TASK DETAILS: Exactly those lines that run from the one containing "Query: Detect the bird's lower" through the last line of the entries below should be printed, and no others.

DATA SHOWN:
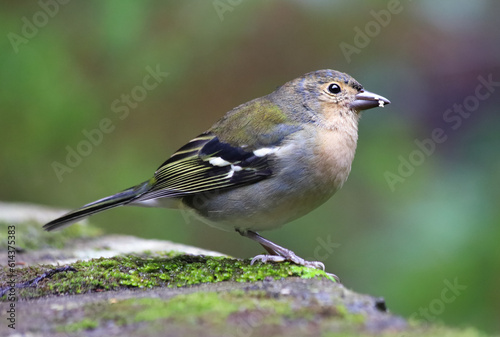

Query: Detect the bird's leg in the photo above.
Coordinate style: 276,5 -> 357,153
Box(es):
236,229 -> 326,271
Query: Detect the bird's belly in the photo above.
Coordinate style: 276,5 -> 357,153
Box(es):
182,129 -> 356,232
182,185 -> 335,232
182,162 -> 347,232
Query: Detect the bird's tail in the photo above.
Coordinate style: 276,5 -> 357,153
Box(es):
43,180 -> 152,231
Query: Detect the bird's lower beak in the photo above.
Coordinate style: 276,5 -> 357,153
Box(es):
350,90 -> 391,111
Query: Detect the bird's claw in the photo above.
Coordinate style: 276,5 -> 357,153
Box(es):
250,254 -> 325,271
251,254 -> 286,265
241,230 -> 340,282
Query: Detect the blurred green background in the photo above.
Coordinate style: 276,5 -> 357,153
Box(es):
1,0 -> 499,333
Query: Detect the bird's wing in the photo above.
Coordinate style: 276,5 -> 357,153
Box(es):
137,132 -> 273,200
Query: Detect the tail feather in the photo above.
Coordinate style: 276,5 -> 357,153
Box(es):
43,181 -> 151,231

PROBLEM SOLUTION:
Query: Detect the bird's lower beak in the photo above.
Coordinate style: 276,5 -> 357,153
Box(es):
350,90 -> 391,111
Query: Detect the bird's claw in the photo above.
Coordinate style: 276,5 -> 357,153
Box(es):
250,254 -> 325,271
251,254 -> 286,265
241,230 -> 340,282
Query: Detect the blurred green background in the photo above.
Coordinate style: 276,5 -> 357,153
Box(es):
1,0 -> 499,333
Query: Detect the bird's wing in the photo above.
Coordinate style: 276,5 -> 357,153
Box(es):
137,132 -> 273,200
Query: Detect the tail feather in the photo above.
Coordinate style: 276,5 -> 357,153
Box(es):
43,181 -> 151,231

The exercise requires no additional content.